Extrait du document
##########
Navalon de tentadeo

Navalon de tentadeo
Navalon de tentadero. Photo de Carmen Esteban avec sa permission

mardi 10 avril 2012

Le révisionnisme espagnol (2)


Pour ceux que cela intéresse cet article fait suite à « le révisionnisme espagnol (1) », que l’on peut trouver à http://adioschulo.blogspot.fr/search/label/saints%20et%20maudits



Il est tout à fait évident que Vatican II, ainsi que les ouvertures prodiguées par  JEAN XXXIII et PAULVI, marquaient de façon très nette, une certaine distanciation de l’Eglise par rapport à la mythologie de la « croisade de Franco », mais également du régime lui-même. L’Eglise commençait à s’interroger sur le bien-fondé de son soutien à la dite « croisade », et les religieux, autres que la hiérarchie, surtout les jeunes, adoptaient des postures contraires à celles de vieux hiérarques, souvent eux-mêmes membres actifs du pestilentiel « national-catholicisme », qui naquit dès l’été 1936.
##########
Jeu de données
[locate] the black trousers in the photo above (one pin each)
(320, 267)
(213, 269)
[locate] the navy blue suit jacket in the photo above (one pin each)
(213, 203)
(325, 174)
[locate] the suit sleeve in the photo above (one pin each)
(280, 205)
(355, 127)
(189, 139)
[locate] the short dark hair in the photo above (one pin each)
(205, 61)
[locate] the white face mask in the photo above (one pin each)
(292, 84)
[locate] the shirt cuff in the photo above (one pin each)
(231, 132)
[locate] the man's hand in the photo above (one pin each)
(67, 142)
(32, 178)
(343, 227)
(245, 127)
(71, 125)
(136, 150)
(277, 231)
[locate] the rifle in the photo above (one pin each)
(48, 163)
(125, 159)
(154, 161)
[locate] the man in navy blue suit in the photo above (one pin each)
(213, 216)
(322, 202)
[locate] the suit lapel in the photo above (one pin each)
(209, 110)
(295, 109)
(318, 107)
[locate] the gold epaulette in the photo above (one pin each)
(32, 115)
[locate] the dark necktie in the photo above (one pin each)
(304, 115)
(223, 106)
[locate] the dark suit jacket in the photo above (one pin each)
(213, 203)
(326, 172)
##########
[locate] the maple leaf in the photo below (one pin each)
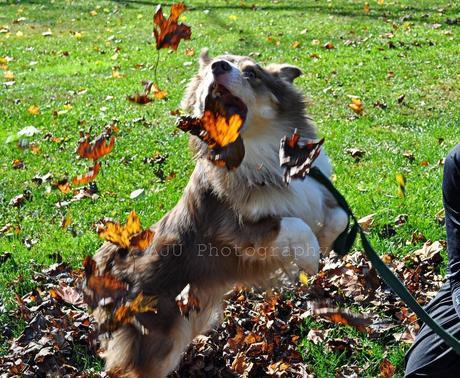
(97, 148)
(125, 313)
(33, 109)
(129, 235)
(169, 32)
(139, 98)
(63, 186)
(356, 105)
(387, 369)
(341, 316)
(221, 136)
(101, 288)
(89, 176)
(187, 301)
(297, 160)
##########
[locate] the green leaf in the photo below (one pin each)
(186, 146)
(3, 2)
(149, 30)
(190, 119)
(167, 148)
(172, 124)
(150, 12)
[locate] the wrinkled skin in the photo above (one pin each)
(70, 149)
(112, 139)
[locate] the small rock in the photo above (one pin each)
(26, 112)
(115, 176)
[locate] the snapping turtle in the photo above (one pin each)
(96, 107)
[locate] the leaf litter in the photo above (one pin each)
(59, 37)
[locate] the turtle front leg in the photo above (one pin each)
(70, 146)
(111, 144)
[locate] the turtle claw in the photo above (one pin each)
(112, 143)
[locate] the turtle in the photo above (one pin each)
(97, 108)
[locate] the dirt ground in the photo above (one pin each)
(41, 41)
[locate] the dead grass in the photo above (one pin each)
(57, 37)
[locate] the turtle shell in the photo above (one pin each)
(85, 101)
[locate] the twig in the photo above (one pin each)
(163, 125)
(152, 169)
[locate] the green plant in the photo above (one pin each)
##########
Consigne écrite 1
Recopiez fidèlement le passage de l'extrait sur le révisionnisme espagnol qui commence à « Pour ceux que » et se termine à « dès l’été 1936. ».
Consigne écrite 2
Relevez toutes les expressions placées entre guillemets dans l'extrait sur le révisionnisme espagnol.

Résultat attendu 1
Pour ceux que cela intéresse cet article fait suite à « le révisionnisme espagnol (1) », que l’on peut trouver à http://adioschulo.blogspot.fr/search/label/saints%20et%20maudits



Il est tout à fait évident que Vatican II, ainsi que les ouvertures prodiguées par  JEAN XXXIII et PAULVI, marquaient de façon très nette, une certaine distanciation de l’Eglise par rapport à la mythologie de la « croisade de Franco », mais également du régime lui-même. L’Eglise commençait à s’interroger sur le bien-fondé de son soutien à la dite « croisade », et les religieux, autres que la hiérarchie, surtout les jeunes, adoptaient des postures contraires à celles de vieux hiérarques, souvent eux-mêmes membres actifs du pestilentiel « national-catholicisme », qui naquit dès l’été 1936.

Résultat attendu 2
- « le révisionnisme espagnol (1) »
- « croisade de Franco »
- « croisade »
- « national-catholicisme »